§ **Aim of the exercise**
From the first line to the last, output the material exactly.

§ **Records**
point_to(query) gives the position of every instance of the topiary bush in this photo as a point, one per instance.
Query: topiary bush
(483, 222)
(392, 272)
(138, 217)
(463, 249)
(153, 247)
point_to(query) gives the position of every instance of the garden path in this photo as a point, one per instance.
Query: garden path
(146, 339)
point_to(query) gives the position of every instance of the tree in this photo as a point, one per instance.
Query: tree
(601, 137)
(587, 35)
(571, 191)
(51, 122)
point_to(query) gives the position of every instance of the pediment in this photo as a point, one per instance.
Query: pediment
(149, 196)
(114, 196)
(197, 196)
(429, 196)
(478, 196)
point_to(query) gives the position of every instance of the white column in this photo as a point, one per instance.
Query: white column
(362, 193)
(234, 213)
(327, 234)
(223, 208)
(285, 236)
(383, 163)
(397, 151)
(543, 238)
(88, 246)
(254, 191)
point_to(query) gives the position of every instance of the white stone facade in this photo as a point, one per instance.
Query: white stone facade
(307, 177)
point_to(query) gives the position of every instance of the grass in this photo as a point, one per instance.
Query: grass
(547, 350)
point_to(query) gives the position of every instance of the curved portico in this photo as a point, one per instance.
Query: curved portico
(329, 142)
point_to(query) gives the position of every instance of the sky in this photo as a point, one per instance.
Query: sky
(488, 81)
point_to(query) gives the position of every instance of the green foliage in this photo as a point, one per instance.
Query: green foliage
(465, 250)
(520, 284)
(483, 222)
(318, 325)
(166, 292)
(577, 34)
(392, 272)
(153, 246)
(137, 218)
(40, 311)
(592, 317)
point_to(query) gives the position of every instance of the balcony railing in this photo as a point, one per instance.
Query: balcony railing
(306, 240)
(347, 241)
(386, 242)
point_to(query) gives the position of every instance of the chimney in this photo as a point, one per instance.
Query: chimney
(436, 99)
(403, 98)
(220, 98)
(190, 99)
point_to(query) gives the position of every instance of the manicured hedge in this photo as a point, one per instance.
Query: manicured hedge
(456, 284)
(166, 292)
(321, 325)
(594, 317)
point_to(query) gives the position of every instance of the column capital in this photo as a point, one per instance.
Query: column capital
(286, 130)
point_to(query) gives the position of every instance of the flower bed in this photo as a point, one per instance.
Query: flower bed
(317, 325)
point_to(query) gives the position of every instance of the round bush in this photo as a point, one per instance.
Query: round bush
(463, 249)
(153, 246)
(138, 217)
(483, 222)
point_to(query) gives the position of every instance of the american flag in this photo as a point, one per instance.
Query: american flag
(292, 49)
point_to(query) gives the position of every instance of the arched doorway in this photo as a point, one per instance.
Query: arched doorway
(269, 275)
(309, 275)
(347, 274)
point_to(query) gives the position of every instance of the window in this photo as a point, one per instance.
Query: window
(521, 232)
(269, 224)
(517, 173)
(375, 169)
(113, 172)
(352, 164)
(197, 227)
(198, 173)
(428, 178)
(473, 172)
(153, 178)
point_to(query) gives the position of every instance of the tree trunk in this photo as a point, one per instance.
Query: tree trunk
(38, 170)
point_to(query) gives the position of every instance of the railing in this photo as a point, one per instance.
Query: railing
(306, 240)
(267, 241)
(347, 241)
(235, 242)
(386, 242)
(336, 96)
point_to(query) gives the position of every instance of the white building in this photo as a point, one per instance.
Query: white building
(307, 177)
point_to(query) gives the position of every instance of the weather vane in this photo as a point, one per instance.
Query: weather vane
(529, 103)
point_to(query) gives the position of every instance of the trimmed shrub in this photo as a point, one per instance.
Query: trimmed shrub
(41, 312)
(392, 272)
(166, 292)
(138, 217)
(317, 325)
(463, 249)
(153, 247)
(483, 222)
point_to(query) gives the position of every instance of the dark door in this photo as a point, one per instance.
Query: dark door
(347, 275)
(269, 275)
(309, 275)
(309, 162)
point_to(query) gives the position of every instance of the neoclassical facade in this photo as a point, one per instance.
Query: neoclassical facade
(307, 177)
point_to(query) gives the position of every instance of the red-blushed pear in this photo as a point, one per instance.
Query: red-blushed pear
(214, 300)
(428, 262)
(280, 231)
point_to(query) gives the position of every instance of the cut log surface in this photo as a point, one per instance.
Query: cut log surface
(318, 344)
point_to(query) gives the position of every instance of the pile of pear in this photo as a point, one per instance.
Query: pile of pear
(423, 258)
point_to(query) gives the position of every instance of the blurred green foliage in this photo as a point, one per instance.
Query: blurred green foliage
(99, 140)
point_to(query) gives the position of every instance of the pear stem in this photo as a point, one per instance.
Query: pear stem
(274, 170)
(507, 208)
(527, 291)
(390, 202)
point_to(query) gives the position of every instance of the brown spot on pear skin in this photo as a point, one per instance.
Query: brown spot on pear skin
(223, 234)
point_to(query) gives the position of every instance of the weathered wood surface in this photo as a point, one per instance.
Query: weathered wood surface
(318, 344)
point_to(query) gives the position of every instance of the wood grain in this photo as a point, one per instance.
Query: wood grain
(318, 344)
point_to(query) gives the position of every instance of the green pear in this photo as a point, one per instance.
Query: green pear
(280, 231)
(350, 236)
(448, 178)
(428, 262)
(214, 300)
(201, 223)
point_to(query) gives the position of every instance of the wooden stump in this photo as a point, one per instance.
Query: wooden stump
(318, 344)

§ **The completed task**
point_to(query) gives the position of every instance of the topiary bush in this photo as a point, one per instance.
Query: topiary bush
(483, 222)
(392, 272)
(138, 217)
(463, 249)
(153, 247)
point_to(query) gives the position of every instance of the garden path in this photo as a point, one per instance.
Query: garden path
(146, 339)
point_to(query) gives the position of every instance of the tree in this photo as a point, one per instance.
Query: tree
(601, 137)
(587, 35)
(571, 191)
(51, 122)
point_to(query) gives the position of every instance of the pediment in this photo as a point, one per instance.
Query: pediment
(149, 196)
(114, 196)
(197, 196)
(429, 196)
(478, 196)
point_to(query) gives the position of every instance of the white column in this photo as a point, one per instance.
Query: white column
(362, 193)
(234, 213)
(327, 234)
(223, 208)
(285, 236)
(383, 163)
(397, 151)
(543, 238)
(88, 246)
(254, 191)
point_to(query) gives the position of every instance of the white stone facade in this photo as a point, one per instance.
Query: white stone facade
(307, 177)
point_to(query) gives the position of every instance of the grass in this photo as a point, one per instance.
Query: grass
(547, 350)
point_to(query) gives the position of every instance of the curved portico in this photo as a point, one per instance.
Query: curved portico
(329, 142)
point_to(query) gives the position of every instance of the sky in this photo as a point, one per instance.
Query: sky
(488, 81)
point_to(query) gives the position of every instance of the green foliage in this photo as a point, one per instance.
Query: green foliage
(465, 250)
(520, 284)
(483, 222)
(318, 325)
(166, 292)
(577, 34)
(392, 272)
(153, 246)
(137, 218)
(40, 311)
(592, 317)
point_to(query) gives the position of every instance of the balcony railing in this photo as a point, one per instance.
Query: balcony railing
(306, 240)
(347, 241)
(386, 242)
point_to(query) gives the position of every instance of the chimney in this photo as a point, one per instance.
Query: chimney
(436, 99)
(403, 98)
(220, 98)
(190, 99)
point_to(query) gives the position of every instance of the manicured hedge in this photo as a point, one per instance.
Query: manicured hedge
(456, 284)
(166, 292)
(321, 325)
(594, 317)
point_to(query) gives the position of every instance of the column capital in this photo as a point, one per instance.
Query: column capital
(286, 130)
point_to(query) gives the position of every instance of the flower bed in this photo as a point, one per instance.
Query: flower bed
(317, 325)
point_to(query) gives the position of every instance of the round bush in this photo as a point, one per instance.
Query: round bush
(463, 249)
(153, 246)
(138, 217)
(483, 222)
point_to(query) gives the position of every instance of the american flag in this photo as a point, one per instance.
Query: american flag
(292, 49)
point_to(query) gives the position of every instance of the arched doorway in this photo as a point, one per instance.
Query: arched doorway
(269, 275)
(309, 275)
(347, 274)
point_to(query) gives the position of every instance of the window in this photo as a point, one per instance.
Query: window
(521, 232)
(269, 224)
(517, 173)
(375, 169)
(113, 172)
(352, 164)
(197, 227)
(198, 173)
(428, 178)
(473, 172)
(153, 178)
point_to(query) gives the position of every instance of the tree trunk in this photo as a point, one per instance.
Query: tree trunk
(38, 170)
point_to(query) gives the position of every instance of the railing in this photo as a point, one per instance.
Query: railing
(306, 240)
(267, 241)
(347, 241)
(235, 242)
(386, 242)
(336, 96)
point_to(query) gives the position of every instance of the white building in this photo as a point, one per instance.
Query: white building
(307, 177)
point_to(query) gives the position of every instance of the weather vane in this photo as a point, one per instance.
Query: weather vane
(529, 103)
point_to(query) gives the position of every instance of the trimmed shrub in this photo as a point, one per instance.
Query: trimmed shrub
(41, 312)
(392, 272)
(166, 292)
(138, 217)
(317, 325)
(463, 249)
(153, 247)
(483, 222)
point_to(query) gives the position of every instance of the dark door in this photo as a point, one per instance.
Query: dark door
(347, 275)
(269, 275)
(309, 275)
(309, 162)
point_to(query) gives the position of every instance of the neoclassical facade in this photo as a point, one per instance.
Query: neoclassical facade
(307, 177)
point_to(query) gives the position of every instance of the red-blushed pear in this photo as a point, one per instance.
Query: red-blushed pear
(214, 300)
(428, 262)
(280, 231)
point_to(query) gives the position of every instance of the cut log surface in this photo as a point, one per instance.
Query: cut log surface
(318, 344)
point_to(query) gives the position of every instance of the pile of pear in this photo as a point, one per instance.
Query: pile of pear
(423, 258)
point_to(query) gives the position of every instance of the blurred green foliage in this photo as a point, one per instance.
Query: blurred green foliage
(99, 140)
point_to(query) gives the position of every instance of the pear stem in this photo as a point, one per instance.
Query: pear stem
(274, 170)
(507, 208)
(527, 291)
(390, 202)
point_to(query) gives the position of every instance of the brown spot on pear skin in this photo as a point, one per instance.
Query: brown spot on pear skin
(223, 234)
point_to(query) gives the position of every instance of the weathered wood surface in this photo as a point, one per instance.
Query: weathered wood surface
(318, 344)
point_to(query) gives the position of every instance of the wood grain in this photo as a point, one per instance.
Query: wood grain
(318, 344)
point_to(query) gives the position of every instance of the green pear in this photo as a point, one per instance.
Query: green pear
(280, 231)
(350, 236)
(448, 178)
(428, 262)
(214, 300)
(201, 223)
point_to(query) gives the position of every instance of the wooden stump in this photo as a point, one per instance.
Query: wooden stump
(318, 344)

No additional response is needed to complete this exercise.